Provided records >>
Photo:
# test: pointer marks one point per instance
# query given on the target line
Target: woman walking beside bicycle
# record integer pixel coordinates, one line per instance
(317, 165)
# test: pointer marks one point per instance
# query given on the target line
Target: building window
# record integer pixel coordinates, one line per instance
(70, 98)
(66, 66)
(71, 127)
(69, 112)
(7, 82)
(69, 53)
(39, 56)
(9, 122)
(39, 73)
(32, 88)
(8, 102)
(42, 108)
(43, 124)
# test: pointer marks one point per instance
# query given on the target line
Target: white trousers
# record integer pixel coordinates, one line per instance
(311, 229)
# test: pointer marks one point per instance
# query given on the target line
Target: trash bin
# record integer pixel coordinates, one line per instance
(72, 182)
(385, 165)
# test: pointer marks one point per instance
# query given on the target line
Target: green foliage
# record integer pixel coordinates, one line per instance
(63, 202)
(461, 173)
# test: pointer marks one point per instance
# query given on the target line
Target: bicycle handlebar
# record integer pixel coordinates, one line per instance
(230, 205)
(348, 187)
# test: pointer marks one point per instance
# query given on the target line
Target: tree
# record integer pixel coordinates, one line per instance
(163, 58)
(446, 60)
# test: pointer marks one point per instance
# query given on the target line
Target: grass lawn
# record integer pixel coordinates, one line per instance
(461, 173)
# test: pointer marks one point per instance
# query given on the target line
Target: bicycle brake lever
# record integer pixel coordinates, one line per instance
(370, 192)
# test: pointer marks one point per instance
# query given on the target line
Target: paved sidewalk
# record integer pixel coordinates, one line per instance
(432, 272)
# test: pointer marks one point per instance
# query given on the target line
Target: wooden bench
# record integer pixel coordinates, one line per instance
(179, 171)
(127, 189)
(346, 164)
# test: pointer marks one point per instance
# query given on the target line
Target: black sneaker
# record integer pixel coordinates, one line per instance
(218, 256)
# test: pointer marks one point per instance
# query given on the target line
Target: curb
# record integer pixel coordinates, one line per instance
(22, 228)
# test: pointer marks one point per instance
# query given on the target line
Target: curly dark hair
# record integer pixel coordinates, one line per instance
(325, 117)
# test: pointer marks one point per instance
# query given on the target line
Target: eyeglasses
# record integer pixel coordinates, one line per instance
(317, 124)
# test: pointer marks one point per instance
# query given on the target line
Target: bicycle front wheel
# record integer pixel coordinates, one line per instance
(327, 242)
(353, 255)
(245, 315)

About this exercise >> Set all of the material down once more, unchanged.

Solution >>
Photo:
# test: pointer marks one point per instance
# query given on the target line
Target: woman walking beside bicycle
# record integer pixel coordinates, one line per instance
(317, 165)
# test: pointer marks one point per instance
# query given on the target line
Target: building window
# record integer pixel coordinates, one line per instance
(70, 98)
(66, 66)
(71, 127)
(69, 112)
(7, 82)
(69, 53)
(39, 56)
(9, 122)
(39, 73)
(32, 88)
(8, 102)
(42, 108)
(43, 124)
# test: pointer marks one point per instance
# query given on the target line
Target: white trousers
# record integer pixel coordinates, one line per instance
(311, 229)
# test: pointer marks one point per instance
# query given on the target line
Target: trash bin
# record integer pixel coordinates, one line per instance
(72, 182)
(385, 165)
# test: pointer marks one point per instance
# query given on the target line
Target: green foliage
# record integer pixel coordinates, one line per instance
(63, 202)
(461, 173)
# test: pointer marks one point per instance
# query given on the target line
Target: bicycle handlebar
# record integer pixel coordinates, one line per instance
(230, 205)
(348, 187)
# test: pointer marks one point per instance
# query given on the target line
Target: tree
# record integer pixel coordinates, one line per instance
(163, 58)
(446, 60)
# test: pointer marks one point per instance
# query given on the target line
Target: grass lawn
# record integer pixel coordinates, one line per instance
(461, 173)
# test: pointer marks one point per instance
# query given on the target line
Target: bicycle brake lever
# record integer pixel coordinates, one line per instance
(370, 192)
# test: pointer marks one point per instance
# query given on the target line
Target: paved sidewalk
# record integer pixel coordinates, one line per instance
(432, 272)
# test: pointer marks one point per instance
# query given on the target line
Target: wooden bench
# record integer pixel coordinates, one line per instance
(179, 171)
(127, 189)
(346, 164)
# test: pointer marks one point per instance
# query given on the target line
Target: black sneaker
# record integer pixel coordinates, one line per instance
(218, 256)
# test: pointer marks one point per instance
# query given on the target line
Target: curb
# record integer pixel coordinates, one line per instance
(22, 228)
# test: pointer marks one point per instance
# query given on the target line
Target: curly dark hair
# record integer pixel coordinates, one line per instance
(325, 117)
# test: pointer marks one point per instance
# query given on the target line
Target: eyeglasses
# record integer pixel coordinates, one line per instance
(317, 124)
# test: pointer marks one point per instance
# query given on the target line
Target: bicycle front wheel
# record integer pixel coordinates, one line per instance
(327, 242)
(353, 255)
(245, 315)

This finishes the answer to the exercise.